**Do this**
Name every person mentioned in the passage about virtual reality and the metaverse below.

**Source passage**
---
“There will always be a difference between the feeling of being somewhere and knowing authentically that one is there.”
Sub-titled “Virtual reality tempts us to abandon the real in favor of the simulated”, this article has been written by Dr. Colin Ellard and published in Psychology Today. It begins:
“With Facebook’s recent rebranding as Meta, and its announcement of heavy investment in the creation of a metaverse, tech media have been abuzz with this word. Anyone who watched (possibly with some amusement) the recent video showing Mark Zuckerberg, CEO of Meta, extolling the virtues of this new virtual realm, might suspect that there’s more smoke than there is fire here. Meta’s own description of their metaverse as ‘…a set of virtual spaces where you can create and explore with other people who aren’t in the same physical space as you’ is nothing new.* After all, games like Fortnite have been around for quite a while now. What Meta is suggesting is that thanks to a nifty redesigned virtual reality (VR) headset and an online platform that they will provide, we will want to use the magic ‘presence’ of VR for more of our everyday life. Presence is a term long-used by virtual reality researchers to refer to the feeling of being ‘there,’ where ‘there’ is somewhere other than one’s physical location (Berkman & Akan, 2019). If I wear a headset that makes me feel as though I’m standing on a highwire over Niagara Falls, presence will mean that I feel the same kinds of psychological effects as if I was teetering over the Falls themselves. …”
---
**Dataset excerpt**
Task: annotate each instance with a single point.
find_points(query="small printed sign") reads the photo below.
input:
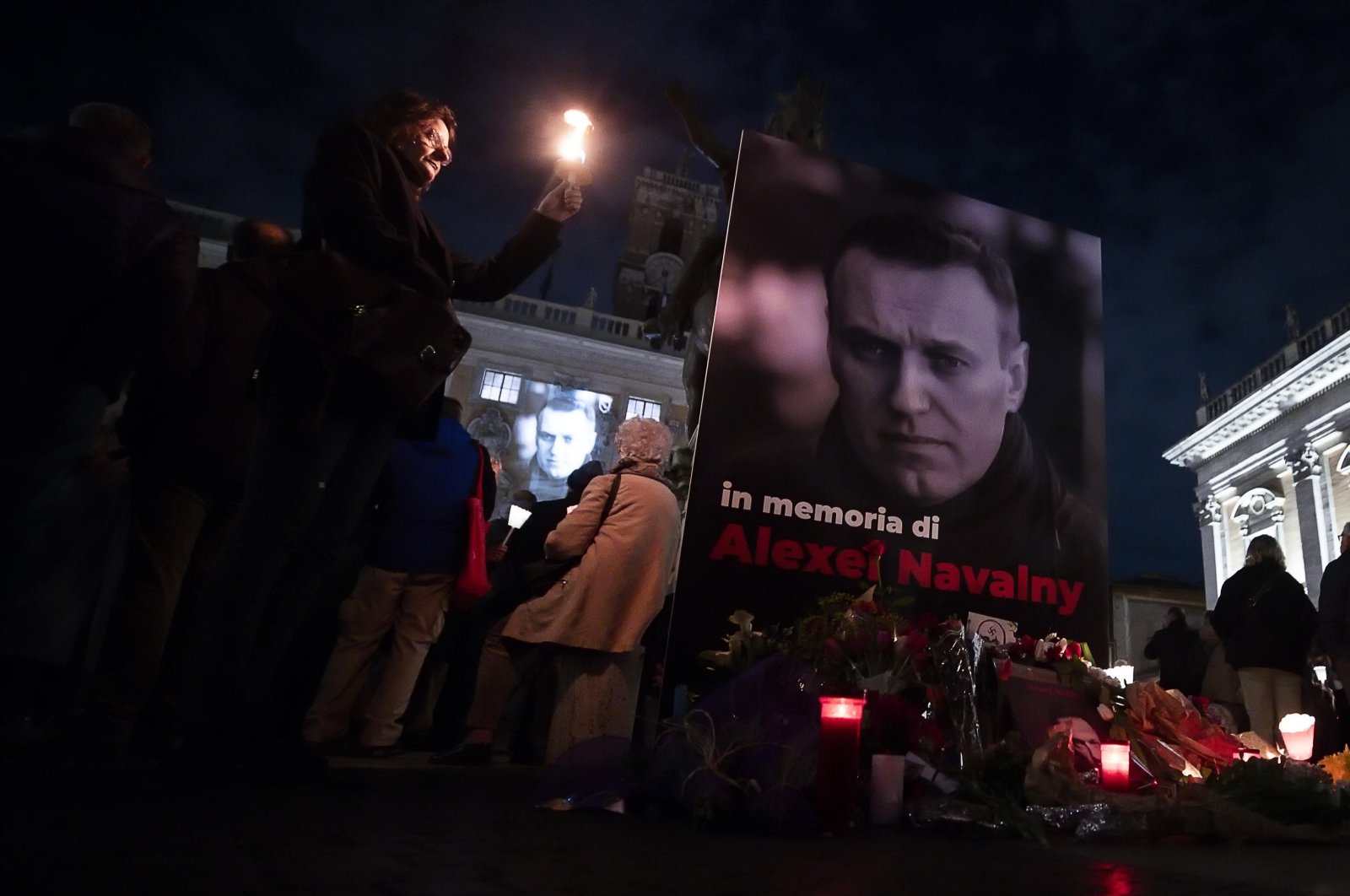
---
**Exercise answer**
Colin Ellard, Mark Zuckerberg, Berkman, Akan